Task objective>
Convert the material between the line containing "Task: mark the tree with" and the line containing "[[104, 111], [291, 104], [41, 115]]", inclusive, into a JSON list of strings with one string per line, leaving out blank lines.

>>>

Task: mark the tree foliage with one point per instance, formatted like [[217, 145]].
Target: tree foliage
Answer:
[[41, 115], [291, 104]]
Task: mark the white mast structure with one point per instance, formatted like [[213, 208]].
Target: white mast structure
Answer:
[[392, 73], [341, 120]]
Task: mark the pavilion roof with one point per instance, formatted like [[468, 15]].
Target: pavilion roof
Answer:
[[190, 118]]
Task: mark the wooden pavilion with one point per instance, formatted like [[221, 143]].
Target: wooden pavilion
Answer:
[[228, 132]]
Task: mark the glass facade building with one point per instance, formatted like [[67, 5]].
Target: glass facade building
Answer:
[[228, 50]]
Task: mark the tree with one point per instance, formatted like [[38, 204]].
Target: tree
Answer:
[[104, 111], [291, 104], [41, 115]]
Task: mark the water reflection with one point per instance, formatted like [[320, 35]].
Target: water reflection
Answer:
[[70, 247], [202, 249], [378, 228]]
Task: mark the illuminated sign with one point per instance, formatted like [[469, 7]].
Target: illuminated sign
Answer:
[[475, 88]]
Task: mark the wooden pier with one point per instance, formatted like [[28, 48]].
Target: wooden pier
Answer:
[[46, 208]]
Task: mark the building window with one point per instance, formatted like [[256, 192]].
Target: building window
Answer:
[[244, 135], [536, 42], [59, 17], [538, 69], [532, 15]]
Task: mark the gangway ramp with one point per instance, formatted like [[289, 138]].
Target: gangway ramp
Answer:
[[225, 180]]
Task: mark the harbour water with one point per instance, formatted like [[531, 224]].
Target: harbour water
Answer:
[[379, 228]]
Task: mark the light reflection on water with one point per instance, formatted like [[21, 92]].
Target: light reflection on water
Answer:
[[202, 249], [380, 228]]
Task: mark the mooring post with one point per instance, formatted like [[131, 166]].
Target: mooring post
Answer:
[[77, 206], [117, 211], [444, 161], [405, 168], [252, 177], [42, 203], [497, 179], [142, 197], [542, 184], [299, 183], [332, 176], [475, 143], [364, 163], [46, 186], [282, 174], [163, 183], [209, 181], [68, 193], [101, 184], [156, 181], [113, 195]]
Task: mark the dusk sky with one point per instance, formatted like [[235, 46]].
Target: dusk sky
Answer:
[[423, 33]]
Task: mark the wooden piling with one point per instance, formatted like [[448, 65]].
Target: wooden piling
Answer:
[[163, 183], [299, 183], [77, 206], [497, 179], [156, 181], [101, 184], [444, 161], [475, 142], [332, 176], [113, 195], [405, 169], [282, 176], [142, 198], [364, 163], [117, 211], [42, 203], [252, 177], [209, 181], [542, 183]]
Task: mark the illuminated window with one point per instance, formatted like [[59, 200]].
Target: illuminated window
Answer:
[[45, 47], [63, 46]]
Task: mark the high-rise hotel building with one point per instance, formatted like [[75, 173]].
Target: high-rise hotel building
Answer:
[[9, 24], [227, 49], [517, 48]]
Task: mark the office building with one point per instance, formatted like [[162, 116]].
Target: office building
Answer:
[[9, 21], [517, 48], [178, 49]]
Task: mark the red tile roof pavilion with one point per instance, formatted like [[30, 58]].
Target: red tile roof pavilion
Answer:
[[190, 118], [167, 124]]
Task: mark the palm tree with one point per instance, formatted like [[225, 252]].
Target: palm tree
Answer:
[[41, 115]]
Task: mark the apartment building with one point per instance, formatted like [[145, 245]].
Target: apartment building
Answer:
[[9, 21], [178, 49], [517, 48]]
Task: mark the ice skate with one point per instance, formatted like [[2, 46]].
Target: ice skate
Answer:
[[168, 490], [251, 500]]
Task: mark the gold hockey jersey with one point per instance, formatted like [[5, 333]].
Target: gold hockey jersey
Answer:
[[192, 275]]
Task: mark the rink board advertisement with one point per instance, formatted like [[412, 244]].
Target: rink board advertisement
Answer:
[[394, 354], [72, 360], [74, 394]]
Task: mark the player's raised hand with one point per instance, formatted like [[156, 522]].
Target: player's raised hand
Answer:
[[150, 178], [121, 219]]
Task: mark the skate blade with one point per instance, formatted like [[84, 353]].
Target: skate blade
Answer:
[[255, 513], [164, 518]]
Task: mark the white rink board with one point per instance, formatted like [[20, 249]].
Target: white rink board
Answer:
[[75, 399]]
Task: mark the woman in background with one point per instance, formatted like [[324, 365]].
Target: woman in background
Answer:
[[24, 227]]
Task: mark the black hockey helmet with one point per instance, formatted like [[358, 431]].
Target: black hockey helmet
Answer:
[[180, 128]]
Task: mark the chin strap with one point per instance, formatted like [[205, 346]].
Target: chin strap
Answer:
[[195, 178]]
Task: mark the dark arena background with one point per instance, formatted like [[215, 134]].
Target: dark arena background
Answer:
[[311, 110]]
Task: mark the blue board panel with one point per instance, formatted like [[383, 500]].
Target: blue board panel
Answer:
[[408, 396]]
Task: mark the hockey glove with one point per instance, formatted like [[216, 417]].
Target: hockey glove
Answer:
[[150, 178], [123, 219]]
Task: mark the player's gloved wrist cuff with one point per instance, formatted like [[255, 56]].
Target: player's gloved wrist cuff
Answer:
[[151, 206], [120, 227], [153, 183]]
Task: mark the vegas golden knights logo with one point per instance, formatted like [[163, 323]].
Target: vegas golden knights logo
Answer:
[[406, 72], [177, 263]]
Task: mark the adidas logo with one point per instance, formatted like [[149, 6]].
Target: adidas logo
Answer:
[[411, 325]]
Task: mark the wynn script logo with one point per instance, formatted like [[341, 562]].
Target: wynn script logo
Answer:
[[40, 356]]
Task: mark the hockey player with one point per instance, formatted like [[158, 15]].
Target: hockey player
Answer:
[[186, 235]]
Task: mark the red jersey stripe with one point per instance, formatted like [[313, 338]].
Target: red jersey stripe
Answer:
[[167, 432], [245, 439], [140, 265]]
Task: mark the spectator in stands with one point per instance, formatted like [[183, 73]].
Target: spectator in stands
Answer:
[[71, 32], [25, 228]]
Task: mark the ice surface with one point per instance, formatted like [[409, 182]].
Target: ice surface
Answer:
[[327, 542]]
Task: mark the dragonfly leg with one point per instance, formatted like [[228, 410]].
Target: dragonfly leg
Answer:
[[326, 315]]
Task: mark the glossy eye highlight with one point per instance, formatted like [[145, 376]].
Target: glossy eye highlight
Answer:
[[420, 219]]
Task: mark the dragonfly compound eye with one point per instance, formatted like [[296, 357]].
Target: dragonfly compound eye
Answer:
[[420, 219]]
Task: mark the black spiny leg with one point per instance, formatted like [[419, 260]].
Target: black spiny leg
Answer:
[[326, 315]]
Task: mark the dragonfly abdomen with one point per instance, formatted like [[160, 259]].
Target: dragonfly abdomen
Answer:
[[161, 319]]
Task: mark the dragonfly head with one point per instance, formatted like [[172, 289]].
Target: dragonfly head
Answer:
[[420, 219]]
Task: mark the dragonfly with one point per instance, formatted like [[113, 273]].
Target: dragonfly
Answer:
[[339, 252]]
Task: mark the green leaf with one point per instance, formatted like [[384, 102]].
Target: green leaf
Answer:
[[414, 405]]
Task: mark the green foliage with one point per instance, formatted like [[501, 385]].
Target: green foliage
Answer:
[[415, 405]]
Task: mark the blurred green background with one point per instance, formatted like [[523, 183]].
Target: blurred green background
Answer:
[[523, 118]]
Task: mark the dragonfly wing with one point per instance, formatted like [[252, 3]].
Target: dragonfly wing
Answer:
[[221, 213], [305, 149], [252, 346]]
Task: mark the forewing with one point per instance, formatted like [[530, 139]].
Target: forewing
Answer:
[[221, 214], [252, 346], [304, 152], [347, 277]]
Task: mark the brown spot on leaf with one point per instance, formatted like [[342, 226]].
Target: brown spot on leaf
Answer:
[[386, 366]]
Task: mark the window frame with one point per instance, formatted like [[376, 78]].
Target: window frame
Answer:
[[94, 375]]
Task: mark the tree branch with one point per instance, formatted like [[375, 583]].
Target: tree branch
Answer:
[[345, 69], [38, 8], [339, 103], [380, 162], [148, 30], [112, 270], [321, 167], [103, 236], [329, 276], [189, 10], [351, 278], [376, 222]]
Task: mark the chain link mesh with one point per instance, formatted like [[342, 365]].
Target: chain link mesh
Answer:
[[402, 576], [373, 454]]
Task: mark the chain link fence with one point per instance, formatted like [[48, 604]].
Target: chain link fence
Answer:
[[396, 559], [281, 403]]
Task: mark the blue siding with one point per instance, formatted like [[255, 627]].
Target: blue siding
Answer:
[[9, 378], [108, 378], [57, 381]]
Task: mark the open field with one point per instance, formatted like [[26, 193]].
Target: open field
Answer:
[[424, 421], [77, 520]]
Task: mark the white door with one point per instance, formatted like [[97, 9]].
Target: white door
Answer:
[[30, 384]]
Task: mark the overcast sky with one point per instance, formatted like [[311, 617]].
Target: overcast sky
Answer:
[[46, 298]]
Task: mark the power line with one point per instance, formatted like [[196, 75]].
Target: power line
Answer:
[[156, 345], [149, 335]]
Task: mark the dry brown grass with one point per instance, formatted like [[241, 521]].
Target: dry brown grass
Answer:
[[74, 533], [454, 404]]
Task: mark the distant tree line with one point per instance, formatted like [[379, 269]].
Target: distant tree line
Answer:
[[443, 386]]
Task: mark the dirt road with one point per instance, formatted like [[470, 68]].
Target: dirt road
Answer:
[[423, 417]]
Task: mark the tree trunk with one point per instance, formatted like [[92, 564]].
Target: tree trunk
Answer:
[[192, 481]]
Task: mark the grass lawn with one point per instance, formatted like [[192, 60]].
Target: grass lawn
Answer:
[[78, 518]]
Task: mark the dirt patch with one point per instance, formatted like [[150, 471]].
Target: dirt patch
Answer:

<<<

Response>
[
  "Task: mark the tree with one point per instance, formatted like [[38, 204]].",
  "Target: tree",
  "Answer:",
  "[[104, 111], [291, 104], [41, 115]]"
]